• Aim of the task:
Could you reproduce, word for word, everything below from the line containing "[locate] the sky (one" down to the line containing "Target: beach", with both of those lines included and no others?

• Given records:
-----
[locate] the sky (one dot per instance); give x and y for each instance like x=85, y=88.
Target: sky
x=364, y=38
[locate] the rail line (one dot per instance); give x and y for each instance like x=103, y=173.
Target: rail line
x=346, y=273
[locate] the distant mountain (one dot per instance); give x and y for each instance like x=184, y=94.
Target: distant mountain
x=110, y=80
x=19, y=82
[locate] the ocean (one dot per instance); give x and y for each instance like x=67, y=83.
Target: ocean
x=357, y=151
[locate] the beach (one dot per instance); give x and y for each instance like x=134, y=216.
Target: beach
-----
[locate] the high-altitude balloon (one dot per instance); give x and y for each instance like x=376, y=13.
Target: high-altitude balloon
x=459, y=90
-----
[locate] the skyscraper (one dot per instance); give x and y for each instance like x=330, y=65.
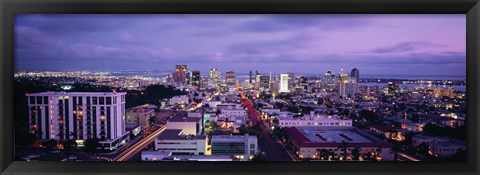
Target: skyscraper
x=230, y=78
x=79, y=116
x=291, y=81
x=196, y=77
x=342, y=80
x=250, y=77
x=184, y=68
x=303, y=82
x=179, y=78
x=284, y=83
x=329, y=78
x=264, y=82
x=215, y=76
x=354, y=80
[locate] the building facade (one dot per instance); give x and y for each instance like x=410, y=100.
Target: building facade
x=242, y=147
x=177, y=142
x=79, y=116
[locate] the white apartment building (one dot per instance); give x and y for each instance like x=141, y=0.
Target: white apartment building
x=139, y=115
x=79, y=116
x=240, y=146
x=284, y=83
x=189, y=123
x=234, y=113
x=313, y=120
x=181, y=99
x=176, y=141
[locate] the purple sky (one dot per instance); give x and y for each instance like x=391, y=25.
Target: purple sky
-----
• Answer section:
[locate] the sky (one dot per instance); give x and y for each instance like x=85, y=88.
Target: sky
x=364, y=38
[locate] the rail line (one dot per instance); give x and y for each instance like x=103, y=173.
Target: rail line
x=346, y=273
[locate] the distant mountain (one dot per instance); give x and y for each instance like x=184, y=94.
Target: distant mountain
x=110, y=80
x=19, y=82
[locate] the ocean (one dot per instance); give x and y for each instance like x=67, y=83.
Target: ocean
x=357, y=151
[locate] the beach (one dot per instance); give x and y for each instance like x=134, y=216.
Target: beach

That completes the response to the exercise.